____ EXERCISE INPUT

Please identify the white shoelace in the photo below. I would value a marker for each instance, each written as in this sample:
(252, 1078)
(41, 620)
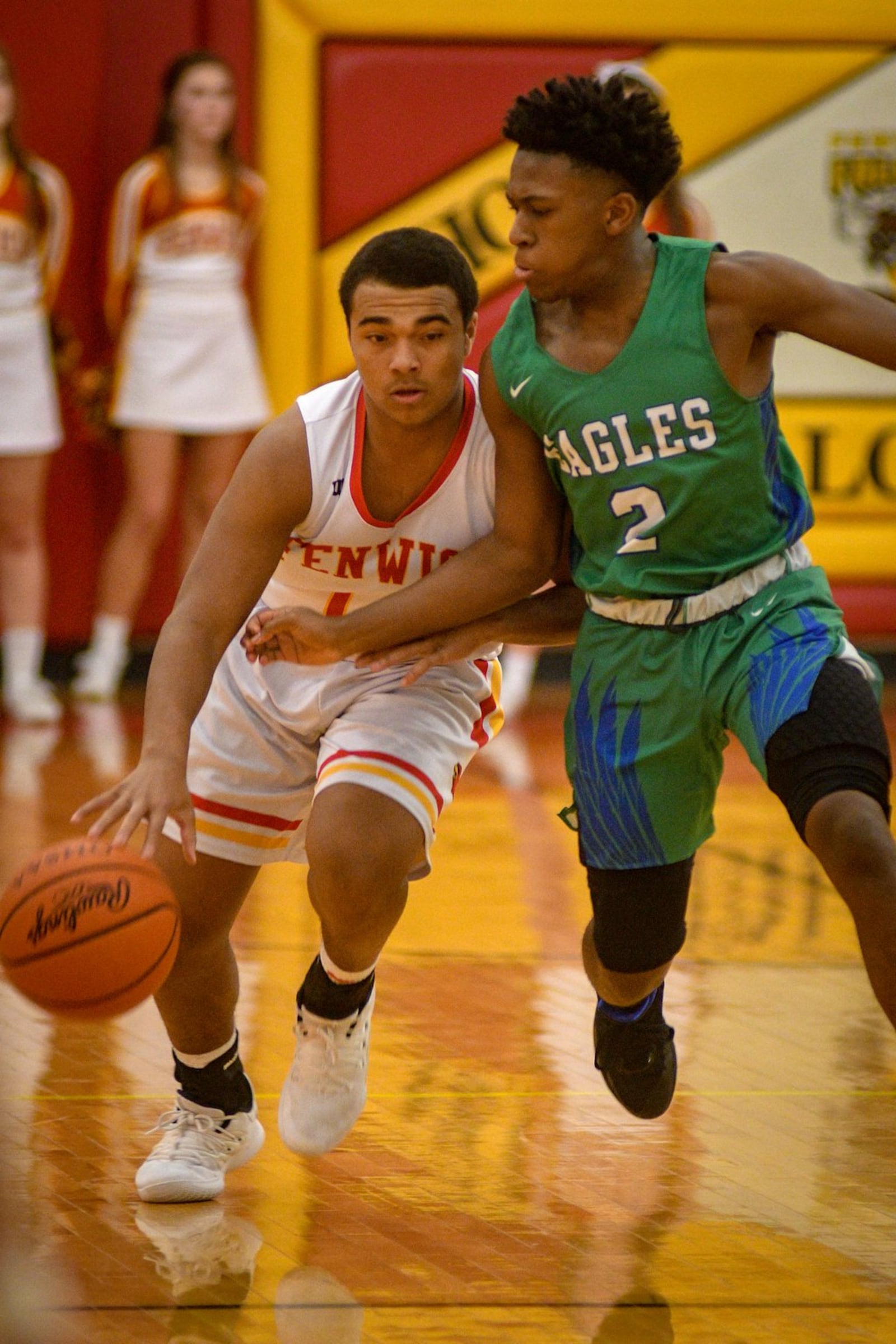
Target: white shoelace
(332, 1056)
(198, 1139)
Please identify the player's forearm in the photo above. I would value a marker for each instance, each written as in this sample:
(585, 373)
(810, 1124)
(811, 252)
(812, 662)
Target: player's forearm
(546, 619)
(479, 581)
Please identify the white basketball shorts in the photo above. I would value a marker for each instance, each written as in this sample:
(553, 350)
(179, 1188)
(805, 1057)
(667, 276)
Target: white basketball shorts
(269, 738)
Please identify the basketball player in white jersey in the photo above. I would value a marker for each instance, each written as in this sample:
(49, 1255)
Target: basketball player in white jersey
(358, 491)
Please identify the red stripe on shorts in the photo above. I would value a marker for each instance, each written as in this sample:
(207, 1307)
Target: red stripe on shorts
(487, 707)
(383, 756)
(255, 819)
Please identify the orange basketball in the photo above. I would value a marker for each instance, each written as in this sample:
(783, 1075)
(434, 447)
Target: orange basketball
(88, 931)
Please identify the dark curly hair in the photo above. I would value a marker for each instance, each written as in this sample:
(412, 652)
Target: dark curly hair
(412, 259)
(612, 127)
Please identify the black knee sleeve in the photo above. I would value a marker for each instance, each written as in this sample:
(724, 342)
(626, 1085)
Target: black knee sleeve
(839, 743)
(640, 914)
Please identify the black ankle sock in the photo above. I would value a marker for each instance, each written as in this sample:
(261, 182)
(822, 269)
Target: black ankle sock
(221, 1085)
(325, 999)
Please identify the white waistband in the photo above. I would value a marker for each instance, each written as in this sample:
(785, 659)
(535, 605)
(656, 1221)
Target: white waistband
(703, 606)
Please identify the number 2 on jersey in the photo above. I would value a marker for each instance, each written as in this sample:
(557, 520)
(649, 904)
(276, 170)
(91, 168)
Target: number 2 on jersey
(645, 502)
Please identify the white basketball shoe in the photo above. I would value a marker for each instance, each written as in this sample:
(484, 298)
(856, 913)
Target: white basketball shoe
(31, 701)
(197, 1150)
(327, 1086)
(99, 674)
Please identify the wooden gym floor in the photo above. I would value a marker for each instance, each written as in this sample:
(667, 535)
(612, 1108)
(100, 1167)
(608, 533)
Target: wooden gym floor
(492, 1191)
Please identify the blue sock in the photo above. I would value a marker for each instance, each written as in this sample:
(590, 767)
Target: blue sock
(632, 1014)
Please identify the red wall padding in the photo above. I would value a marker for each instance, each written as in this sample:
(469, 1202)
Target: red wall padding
(396, 116)
(89, 77)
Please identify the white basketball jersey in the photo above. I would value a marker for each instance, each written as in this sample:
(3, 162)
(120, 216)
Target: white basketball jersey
(340, 557)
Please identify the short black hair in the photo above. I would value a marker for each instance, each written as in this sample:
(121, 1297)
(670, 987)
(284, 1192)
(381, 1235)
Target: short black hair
(412, 259)
(612, 127)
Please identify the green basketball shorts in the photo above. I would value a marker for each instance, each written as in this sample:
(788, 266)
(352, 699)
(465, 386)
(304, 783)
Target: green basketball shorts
(652, 709)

________

WHAT THE EXERCISE ASKS: Copy the lines of the listing verbatim, starting at the line containing "Please identify the green" and ending at the last line of the listing, both included.

RESULT OF THE TASK:
Please identify the green basketball shorts in the photo above. I would value a marker for each instance, each written as in this sample:
(788, 266)
(352, 699)
(465, 386)
(304, 783)
Target: green basketball shorts
(652, 709)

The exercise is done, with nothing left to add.